— START Records supplied —
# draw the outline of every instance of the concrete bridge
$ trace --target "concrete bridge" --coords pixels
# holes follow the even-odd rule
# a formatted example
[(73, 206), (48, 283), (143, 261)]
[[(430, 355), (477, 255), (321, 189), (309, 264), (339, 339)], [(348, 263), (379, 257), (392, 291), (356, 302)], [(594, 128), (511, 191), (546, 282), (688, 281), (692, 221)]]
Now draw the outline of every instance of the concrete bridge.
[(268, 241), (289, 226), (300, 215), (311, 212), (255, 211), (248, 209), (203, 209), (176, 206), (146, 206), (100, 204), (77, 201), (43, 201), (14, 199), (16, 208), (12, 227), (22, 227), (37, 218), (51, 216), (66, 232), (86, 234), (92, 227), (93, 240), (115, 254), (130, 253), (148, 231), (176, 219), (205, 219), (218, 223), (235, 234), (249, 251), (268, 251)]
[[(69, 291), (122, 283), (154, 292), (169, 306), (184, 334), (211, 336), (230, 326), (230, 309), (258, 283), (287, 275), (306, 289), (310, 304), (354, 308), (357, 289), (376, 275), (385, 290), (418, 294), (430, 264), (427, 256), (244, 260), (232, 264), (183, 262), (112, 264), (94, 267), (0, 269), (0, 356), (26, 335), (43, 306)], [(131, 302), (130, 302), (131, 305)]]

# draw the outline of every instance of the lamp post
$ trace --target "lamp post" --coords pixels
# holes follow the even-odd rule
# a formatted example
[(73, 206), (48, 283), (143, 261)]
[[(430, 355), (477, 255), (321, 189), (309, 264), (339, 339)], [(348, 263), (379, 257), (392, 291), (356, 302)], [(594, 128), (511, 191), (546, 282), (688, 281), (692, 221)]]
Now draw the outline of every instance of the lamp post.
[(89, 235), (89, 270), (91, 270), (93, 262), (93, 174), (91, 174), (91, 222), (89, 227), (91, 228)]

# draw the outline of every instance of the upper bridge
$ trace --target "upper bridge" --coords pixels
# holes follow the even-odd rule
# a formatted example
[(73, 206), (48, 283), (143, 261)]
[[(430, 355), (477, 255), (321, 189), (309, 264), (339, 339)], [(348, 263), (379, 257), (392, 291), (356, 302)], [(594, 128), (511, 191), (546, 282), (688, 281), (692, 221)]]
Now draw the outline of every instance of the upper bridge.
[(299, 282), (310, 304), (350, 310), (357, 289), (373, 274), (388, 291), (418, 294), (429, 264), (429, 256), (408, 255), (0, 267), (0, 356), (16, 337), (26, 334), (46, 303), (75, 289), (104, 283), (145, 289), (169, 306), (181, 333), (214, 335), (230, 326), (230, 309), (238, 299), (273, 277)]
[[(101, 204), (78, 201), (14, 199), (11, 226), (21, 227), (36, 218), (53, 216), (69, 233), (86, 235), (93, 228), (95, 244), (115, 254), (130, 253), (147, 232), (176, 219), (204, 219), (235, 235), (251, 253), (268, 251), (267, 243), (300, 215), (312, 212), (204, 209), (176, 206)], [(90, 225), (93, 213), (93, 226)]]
— END Records supplied —
> **Written exercise**
Render every line of the records above as a JSON list of strings, one string per line, leaving out blank lines.

> **Exercise output**
[
  "# draw the outline of every instance of the concrete bridge",
  "$ trace --target \"concrete bridge\" --coords pixels",
  "# holes follow the even-odd rule",
  "# a formatted example",
  "[(73, 206), (48, 283), (143, 261)]",
  "[[(430, 355), (477, 255), (321, 189), (309, 264), (339, 339)], [(348, 263), (379, 257), (392, 291), (356, 302)], [(594, 128), (511, 191), (546, 282), (688, 281), (692, 221)]]",
  "Now draw the outline of every instance of the concrete bridge.",
  "[(268, 241), (289, 226), (300, 215), (311, 212), (255, 211), (248, 209), (203, 209), (176, 206), (146, 206), (100, 204), (77, 201), (43, 201), (14, 199), (16, 208), (12, 227), (22, 227), (37, 218), (51, 216), (66, 232), (86, 234), (92, 227), (93, 240), (115, 254), (130, 253), (148, 231), (176, 219), (205, 219), (218, 223), (235, 234), (249, 251), (268, 251)]",
  "[[(69, 291), (122, 283), (154, 292), (169, 306), (184, 334), (211, 336), (230, 326), (230, 309), (258, 283), (287, 275), (306, 289), (310, 304), (354, 308), (357, 289), (376, 275), (385, 290), (418, 294), (430, 264), (427, 256), (244, 260), (232, 264), (183, 262), (112, 264), (94, 267), (0, 269), (0, 356), (26, 335), (43, 306)], [(131, 302), (130, 302), (131, 305)]]",
  "# draw the outline of every instance of the lamp post",
  "$ trace --target \"lamp post\" --coords pixels",
  "# holes follow the even-odd rule",
  "# a formatted example",
  "[(73, 206), (48, 283), (143, 261)]",
  "[[(430, 355), (477, 255), (321, 189), (309, 264), (339, 339)], [(348, 263), (379, 257), (392, 291), (356, 302)], [(594, 128), (511, 191), (546, 282), (688, 281), (692, 221)]]",
  "Now draw the outline of every instance of the lamp post.",
  "[(89, 235), (89, 270), (91, 270), (93, 262), (93, 174), (91, 174), (91, 222), (89, 227), (91, 228)]",
  "# draw the outline of every instance of the upper bridge",
  "$ trace --target \"upper bridge\" --coords pixels",
  "# holes follow the even-odd rule",
  "# a formatted example",
  "[(73, 206), (48, 283), (143, 261)]",
  "[[(430, 355), (477, 255), (321, 189), (309, 264), (339, 339)], [(348, 263), (379, 257), (392, 291), (356, 302)], [(594, 128), (511, 191), (546, 282), (688, 281), (692, 221)]]",
  "Now draw the outline of every instance of the upper bridge.",
  "[(299, 282), (310, 304), (350, 310), (357, 289), (373, 274), (388, 291), (418, 294), (429, 264), (429, 256), (408, 255), (0, 267), (0, 356), (16, 337), (26, 334), (46, 303), (75, 289), (104, 283), (145, 289), (169, 306), (181, 333), (214, 335), (230, 326), (230, 309), (238, 299), (273, 277)]",
  "[[(101, 204), (78, 201), (14, 199), (11, 226), (21, 227), (36, 218), (53, 216), (69, 233), (86, 235), (93, 228), (95, 244), (115, 254), (130, 253), (147, 232), (176, 219), (204, 219), (235, 235), (251, 253), (268, 251), (267, 243), (300, 215), (312, 212), (204, 209), (176, 206)], [(90, 225), (93, 213), (93, 226)]]"
]